- [RECORD SET]
%%

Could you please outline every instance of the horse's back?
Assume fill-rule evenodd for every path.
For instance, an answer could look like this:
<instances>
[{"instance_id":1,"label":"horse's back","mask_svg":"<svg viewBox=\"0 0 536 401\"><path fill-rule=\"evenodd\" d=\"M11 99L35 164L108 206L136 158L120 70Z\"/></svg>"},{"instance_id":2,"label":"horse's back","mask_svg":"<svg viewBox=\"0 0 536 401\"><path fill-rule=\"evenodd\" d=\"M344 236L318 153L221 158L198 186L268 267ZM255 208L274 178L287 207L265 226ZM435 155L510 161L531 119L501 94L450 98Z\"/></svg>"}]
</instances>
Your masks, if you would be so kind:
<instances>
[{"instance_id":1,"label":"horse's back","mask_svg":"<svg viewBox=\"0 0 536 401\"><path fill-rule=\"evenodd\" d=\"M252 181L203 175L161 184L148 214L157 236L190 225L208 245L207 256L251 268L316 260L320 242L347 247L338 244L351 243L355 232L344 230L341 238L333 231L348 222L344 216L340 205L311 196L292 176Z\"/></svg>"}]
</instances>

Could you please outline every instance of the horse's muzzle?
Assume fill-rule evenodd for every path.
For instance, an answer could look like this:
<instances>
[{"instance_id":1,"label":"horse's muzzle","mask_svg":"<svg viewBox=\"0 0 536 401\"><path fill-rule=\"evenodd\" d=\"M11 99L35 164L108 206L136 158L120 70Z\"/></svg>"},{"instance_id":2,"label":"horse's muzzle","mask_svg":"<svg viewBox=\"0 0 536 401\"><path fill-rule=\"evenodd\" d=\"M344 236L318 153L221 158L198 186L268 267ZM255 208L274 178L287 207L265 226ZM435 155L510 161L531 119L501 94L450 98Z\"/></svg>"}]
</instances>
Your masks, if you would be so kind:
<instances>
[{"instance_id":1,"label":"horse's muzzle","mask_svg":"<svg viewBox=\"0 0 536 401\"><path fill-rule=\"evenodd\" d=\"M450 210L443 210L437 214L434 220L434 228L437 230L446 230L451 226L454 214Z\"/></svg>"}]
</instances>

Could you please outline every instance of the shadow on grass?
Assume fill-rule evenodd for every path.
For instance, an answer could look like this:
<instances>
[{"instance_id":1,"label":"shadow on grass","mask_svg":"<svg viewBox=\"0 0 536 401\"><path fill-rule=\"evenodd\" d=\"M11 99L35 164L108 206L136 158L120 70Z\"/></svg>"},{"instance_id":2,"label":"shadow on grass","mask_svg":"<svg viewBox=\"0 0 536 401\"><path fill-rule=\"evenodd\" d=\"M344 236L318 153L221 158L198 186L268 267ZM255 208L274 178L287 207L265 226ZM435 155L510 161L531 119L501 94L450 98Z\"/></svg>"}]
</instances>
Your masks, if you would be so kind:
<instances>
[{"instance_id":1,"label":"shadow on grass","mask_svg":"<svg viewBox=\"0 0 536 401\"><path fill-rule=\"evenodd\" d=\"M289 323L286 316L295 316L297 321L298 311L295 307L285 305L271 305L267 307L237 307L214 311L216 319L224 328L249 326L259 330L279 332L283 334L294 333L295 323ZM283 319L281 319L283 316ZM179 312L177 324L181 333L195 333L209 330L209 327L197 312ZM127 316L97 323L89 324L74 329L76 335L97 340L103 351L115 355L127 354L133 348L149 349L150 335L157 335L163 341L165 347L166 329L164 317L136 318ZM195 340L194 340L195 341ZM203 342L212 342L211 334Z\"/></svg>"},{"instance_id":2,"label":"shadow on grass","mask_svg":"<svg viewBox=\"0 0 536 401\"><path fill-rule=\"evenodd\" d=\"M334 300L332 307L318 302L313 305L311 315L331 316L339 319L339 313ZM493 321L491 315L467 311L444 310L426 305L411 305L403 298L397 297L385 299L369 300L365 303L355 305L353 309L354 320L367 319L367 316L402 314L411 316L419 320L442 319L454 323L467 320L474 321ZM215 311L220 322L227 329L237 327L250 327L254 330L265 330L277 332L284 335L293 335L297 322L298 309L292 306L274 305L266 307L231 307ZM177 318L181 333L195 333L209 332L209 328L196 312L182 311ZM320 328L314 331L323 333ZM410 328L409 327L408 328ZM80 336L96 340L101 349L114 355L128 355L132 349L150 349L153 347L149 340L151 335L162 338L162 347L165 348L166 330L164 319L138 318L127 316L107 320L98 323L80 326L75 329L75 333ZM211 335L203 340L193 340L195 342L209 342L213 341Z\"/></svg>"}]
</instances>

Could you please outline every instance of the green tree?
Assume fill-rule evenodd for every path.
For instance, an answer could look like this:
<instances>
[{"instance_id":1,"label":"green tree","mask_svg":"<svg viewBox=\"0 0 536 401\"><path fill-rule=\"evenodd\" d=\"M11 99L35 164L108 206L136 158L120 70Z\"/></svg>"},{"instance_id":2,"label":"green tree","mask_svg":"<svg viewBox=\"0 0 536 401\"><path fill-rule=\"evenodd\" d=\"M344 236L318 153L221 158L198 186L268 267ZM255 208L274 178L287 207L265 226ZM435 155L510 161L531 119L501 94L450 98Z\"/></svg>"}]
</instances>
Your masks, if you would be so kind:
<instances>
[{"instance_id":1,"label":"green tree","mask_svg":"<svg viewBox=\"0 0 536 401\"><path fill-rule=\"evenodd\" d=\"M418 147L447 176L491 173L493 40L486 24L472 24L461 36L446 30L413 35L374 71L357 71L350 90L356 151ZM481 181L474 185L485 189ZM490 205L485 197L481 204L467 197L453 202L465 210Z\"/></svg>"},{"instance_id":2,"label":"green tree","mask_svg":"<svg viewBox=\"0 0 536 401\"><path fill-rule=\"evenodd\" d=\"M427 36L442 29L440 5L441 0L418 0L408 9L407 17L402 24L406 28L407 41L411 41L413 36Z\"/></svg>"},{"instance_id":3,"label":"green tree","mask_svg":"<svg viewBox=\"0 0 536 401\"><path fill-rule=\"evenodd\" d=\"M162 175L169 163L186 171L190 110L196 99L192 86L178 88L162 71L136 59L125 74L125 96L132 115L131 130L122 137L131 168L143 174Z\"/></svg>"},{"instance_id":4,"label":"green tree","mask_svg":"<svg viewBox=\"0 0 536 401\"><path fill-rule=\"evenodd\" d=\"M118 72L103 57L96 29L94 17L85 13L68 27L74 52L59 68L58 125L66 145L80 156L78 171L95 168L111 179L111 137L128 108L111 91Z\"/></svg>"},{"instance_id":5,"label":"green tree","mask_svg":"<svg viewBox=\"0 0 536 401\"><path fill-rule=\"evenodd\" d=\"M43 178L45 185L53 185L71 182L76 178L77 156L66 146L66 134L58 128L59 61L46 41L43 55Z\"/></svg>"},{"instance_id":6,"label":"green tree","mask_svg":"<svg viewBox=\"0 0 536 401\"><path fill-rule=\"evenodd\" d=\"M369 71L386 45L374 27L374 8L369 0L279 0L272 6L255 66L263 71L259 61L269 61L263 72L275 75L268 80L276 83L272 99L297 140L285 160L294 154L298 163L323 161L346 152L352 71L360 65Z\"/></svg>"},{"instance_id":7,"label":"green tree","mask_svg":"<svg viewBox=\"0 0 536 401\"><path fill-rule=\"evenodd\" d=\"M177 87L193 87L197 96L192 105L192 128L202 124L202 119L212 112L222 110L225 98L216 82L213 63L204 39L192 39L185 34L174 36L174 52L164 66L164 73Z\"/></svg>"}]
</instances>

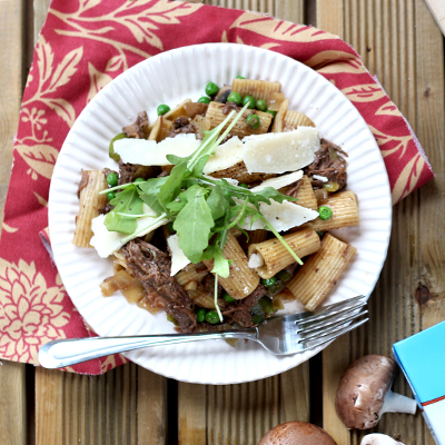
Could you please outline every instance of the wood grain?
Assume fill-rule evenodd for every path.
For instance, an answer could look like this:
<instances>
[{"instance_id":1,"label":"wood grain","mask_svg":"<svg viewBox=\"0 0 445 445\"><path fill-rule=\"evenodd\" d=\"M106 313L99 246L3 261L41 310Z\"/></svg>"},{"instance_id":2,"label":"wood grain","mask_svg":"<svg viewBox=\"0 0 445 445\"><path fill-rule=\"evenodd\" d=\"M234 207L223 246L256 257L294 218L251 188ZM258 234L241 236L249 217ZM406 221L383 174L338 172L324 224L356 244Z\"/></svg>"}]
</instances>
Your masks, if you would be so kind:
<instances>
[{"instance_id":1,"label":"wood grain","mask_svg":"<svg viewBox=\"0 0 445 445\"><path fill-rule=\"evenodd\" d=\"M23 2L0 2L2 63L0 65L0 225L12 162L13 135L22 92ZM6 63L8 61L8 63ZM0 435L4 445L27 443L26 365L0 365Z\"/></svg>"},{"instance_id":2,"label":"wood grain","mask_svg":"<svg viewBox=\"0 0 445 445\"><path fill-rule=\"evenodd\" d=\"M442 0L425 0L425 3L445 36L445 3Z\"/></svg>"}]
</instances>

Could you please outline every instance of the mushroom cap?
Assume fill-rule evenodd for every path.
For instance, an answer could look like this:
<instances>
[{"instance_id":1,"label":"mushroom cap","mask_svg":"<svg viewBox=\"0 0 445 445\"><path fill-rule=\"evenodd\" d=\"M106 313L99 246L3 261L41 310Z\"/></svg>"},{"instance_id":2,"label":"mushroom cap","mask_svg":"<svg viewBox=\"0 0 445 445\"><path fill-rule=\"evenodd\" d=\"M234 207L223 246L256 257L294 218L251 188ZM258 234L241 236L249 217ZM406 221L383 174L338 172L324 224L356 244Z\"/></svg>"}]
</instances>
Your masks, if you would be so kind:
<instances>
[{"instance_id":1,"label":"mushroom cap","mask_svg":"<svg viewBox=\"0 0 445 445\"><path fill-rule=\"evenodd\" d=\"M322 428L308 422L287 422L271 428L258 445L337 445Z\"/></svg>"},{"instance_id":2,"label":"mushroom cap","mask_svg":"<svg viewBox=\"0 0 445 445\"><path fill-rule=\"evenodd\" d=\"M335 409L348 428L377 425L395 368L396 364L384 355L366 355L347 367L338 385Z\"/></svg>"}]
</instances>

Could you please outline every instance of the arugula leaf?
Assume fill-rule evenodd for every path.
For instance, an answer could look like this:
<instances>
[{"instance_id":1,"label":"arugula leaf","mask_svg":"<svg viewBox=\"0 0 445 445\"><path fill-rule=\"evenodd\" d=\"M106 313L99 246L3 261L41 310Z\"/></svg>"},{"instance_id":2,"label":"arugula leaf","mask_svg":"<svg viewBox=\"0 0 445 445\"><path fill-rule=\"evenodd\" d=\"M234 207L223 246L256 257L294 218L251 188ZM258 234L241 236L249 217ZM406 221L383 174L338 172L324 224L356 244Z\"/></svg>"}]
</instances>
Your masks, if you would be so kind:
<instances>
[{"instance_id":1,"label":"arugula leaf","mask_svg":"<svg viewBox=\"0 0 445 445\"><path fill-rule=\"evenodd\" d=\"M211 190L210 196L207 199L207 204L210 207L211 215L215 220L221 218L229 207L227 197L218 185Z\"/></svg>"},{"instance_id":2,"label":"arugula leaf","mask_svg":"<svg viewBox=\"0 0 445 445\"><path fill-rule=\"evenodd\" d=\"M191 192L188 189L187 204L179 211L174 229L178 234L179 247L184 255L191 263L199 263L202 257L202 251L208 246L210 229L215 226L211 210L204 197L201 187L195 188Z\"/></svg>"},{"instance_id":3,"label":"arugula leaf","mask_svg":"<svg viewBox=\"0 0 445 445\"><path fill-rule=\"evenodd\" d=\"M110 204L115 208L105 218L107 229L121 234L132 234L137 227L136 218L118 214L139 215L142 212L142 200L139 198L136 187L126 188L111 199Z\"/></svg>"},{"instance_id":4,"label":"arugula leaf","mask_svg":"<svg viewBox=\"0 0 445 445\"><path fill-rule=\"evenodd\" d=\"M187 164L179 164L174 167L170 176L167 176L166 182L160 187L157 198L159 205L162 206L167 215L170 214L167 209L167 204L174 201L180 194L182 180L189 174L190 171L187 169Z\"/></svg>"},{"instance_id":5,"label":"arugula leaf","mask_svg":"<svg viewBox=\"0 0 445 445\"><path fill-rule=\"evenodd\" d=\"M158 201L158 192L160 188L167 182L168 177L148 179L146 182L138 182L137 188L139 198L142 199L148 207L150 207L157 215L164 211L162 206Z\"/></svg>"}]
</instances>

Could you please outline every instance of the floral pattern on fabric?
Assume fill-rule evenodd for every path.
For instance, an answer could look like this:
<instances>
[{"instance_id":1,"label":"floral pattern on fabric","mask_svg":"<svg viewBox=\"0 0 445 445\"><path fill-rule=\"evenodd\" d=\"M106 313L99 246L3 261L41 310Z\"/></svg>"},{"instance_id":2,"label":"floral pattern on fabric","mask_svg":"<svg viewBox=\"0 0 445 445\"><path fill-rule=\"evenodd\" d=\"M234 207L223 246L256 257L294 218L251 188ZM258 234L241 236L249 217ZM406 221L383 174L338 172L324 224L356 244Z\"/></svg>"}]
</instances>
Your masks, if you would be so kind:
<instances>
[{"instance_id":1,"label":"floral pattern on fabric","mask_svg":"<svg viewBox=\"0 0 445 445\"><path fill-rule=\"evenodd\" d=\"M199 23L199 27L197 27ZM52 0L23 95L0 244L0 356L37 364L55 338L88 337L39 233L49 245L48 194L76 118L118 75L174 48L250 44L289 56L356 106L380 148L397 202L433 177L409 126L356 51L337 36L254 12L168 0ZM120 355L66 370L102 374Z\"/></svg>"}]
</instances>

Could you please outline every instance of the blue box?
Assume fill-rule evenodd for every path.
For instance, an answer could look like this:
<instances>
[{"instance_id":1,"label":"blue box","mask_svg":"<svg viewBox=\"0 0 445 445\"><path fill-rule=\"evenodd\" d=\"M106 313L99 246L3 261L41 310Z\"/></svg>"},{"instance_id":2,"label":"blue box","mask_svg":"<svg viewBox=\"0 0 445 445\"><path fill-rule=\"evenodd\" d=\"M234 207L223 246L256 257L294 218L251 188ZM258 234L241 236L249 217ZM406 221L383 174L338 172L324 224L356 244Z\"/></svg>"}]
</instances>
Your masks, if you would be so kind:
<instances>
[{"instance_id":1,"label":"blue box","mask_svg":"<svg viewBox=\"0 0 445 445\"><path fill-rule=\"evenodd\" d=\"M394 344L400 366L437 445L445 445L445 322Z\"/></svg>"}]
</instances>

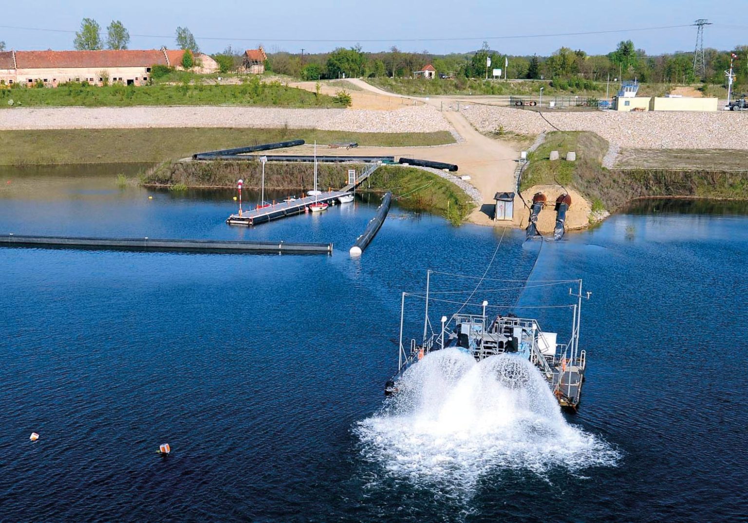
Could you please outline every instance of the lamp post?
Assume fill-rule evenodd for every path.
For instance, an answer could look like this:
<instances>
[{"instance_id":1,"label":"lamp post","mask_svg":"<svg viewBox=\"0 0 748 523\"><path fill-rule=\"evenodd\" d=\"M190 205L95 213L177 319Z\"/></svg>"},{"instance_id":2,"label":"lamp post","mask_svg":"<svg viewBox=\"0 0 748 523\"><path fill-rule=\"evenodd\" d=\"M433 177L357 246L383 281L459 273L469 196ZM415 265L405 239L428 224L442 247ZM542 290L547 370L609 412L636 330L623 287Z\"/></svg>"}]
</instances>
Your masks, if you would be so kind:
<instances>
[{"instance_id":1,"label":"lamp post","mask_svg":"<svg viewBox=\"0 0 748 523\"><path fill-rule=\"evenodd\" d=\"M268 163L268 157L260 156L260 163L263 164L263 189L262 189L263 192L262 192L262 196L260 196L260 199L262 201L260 202L260 205L265 205L265 164Z\"/></svg>"},{"instance_id":2,"label":"lamp post","mask_svg":"<svg viewBox=\"0 0 748 523\"><path fill-rule=\"evenodd\" d=\"M444 348L444 324L447 323L447 316L441 317L441 348Z\"/></svg>"}]
</instances>

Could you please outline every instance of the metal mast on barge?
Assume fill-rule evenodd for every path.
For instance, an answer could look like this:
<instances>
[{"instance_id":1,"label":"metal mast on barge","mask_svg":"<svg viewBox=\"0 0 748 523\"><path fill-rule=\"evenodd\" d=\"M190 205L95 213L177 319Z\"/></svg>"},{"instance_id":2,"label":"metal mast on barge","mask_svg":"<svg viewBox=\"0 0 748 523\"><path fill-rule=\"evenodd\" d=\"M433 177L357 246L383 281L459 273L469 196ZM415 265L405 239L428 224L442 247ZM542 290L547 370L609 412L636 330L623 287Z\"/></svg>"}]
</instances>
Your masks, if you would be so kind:
<instances>
[{"instance_id":1,"label":"metal mast on barge","mask_svg":"<svg viewBox=\"0 0 748 523\"><path fill-rule=\"evenodd\" d=\"M586 352L579 349L579 331L581 322L582 298L589 298L591 293L582 293L581 279L548 280L533 282L525 285L523 280L481 279L503 283L520 283L512 289L524 289L534 286L551 286L571 284L574 288L568 289L568 295L577 298L576 303L562 305L541 306L500 306L488 304L487 300L480 303L468 303L476 294L477 288L470 294L468 300L462 302L450 301L435 298L429 294L431 276L433 273L446 274L435 270L426 273L426 294L414 294L403 292L400 303L400 336L397 373L388 380L384 386L385 394L396 393L397 380L412 365L417 364L422 358L433 350L440 350L453 347L466 352L481 361L498 354L515 354L527 358L543 375L559 404L565 409L576 412L579 407L584 382L584 371L586 366ZM473 276L462 277L472 278ZM512 290L504 289L504 290ZM576 292L575 292L576 291ZM459 292L459 291L458 291ZM411 339L406 347L403 344L403 324L405 312L405 297L411 296L424 299L426 301L423 318L423 337L420 343ZM442 316L438 332L429 327L432 325L429 318L429 301L462 303L457 312L450 317ZM481 308L482 314L464 314L465 307ZM493 317L487 314L486 309L499 309L503 311L512 309L531 309L547 308L566 308L571 312L571 330L569 341L557 343L557 332L544 331L538 321L533 318L520 318L517 315L507 312ZM521 373L512 374L511 367L508 374L500 377L505 383L512 386L523 384ZM504 371L507 374L507 371Z\"/></svg>"}]
</instances>

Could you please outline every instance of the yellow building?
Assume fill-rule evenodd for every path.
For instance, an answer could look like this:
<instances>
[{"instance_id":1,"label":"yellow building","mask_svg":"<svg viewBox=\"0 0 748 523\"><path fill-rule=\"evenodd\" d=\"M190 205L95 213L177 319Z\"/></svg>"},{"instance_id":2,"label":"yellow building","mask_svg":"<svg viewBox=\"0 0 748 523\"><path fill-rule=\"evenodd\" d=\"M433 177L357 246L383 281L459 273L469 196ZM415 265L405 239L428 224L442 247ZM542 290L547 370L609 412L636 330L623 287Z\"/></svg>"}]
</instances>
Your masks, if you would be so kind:
<instances>
[{"instance_id":1,"label":"yellow building","mask_svg":"<svg viewBox=\"0 0 748 523\"><path fill-rule=\"evenodd\" d=\"M689 98L687 96L654 96L652 111L717 111L716 98Z\"/></svg>"}]
</instances>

%%

- [TASK]
Rewrite the listing from the line with "Could you please outline every instance of the yellow" through the end of the listing, putting "For example" in place of "For instance" and leaving everything else unchanged.

- [RESPONSE]
Could you please outline every instance of the yellow building?
Assume fill-rule evenodd for every path.
For example, an answer could look like this:
<instances>
[{"instance_id":1,"label":"yellow building","mask_svg":"<svg viewBox=\"0 0 748 523\"><path fill-rule=\"evenodd\" d=\"M190 205L95 213L177 319Z\"/></svg>"},{"instance_id":2,"label":"yellow building","mask_svg":"<svg viewBox=\"0 0 748 523\"><path fill-rule=\"evenodd\" d=\"M433 177L357 246L383 281L459 273L469 196ZM415 265L405 239L428 224L442 247ZM542 290L547 370L609 412L636 330L623 287Z\"/></svg>"}]
</instances>
Your masks, if you would be so kind:
<instances>
[{"instance_id":1,"label":"yellow building","mask_svg":"<svg viewBox=\"0 0 748 523\"><path fill-rule=\"evenodd\" d=\"M689 98L687 96L654 96L652 111L717 111L716 98Z\"/></svg>"}]
</instances>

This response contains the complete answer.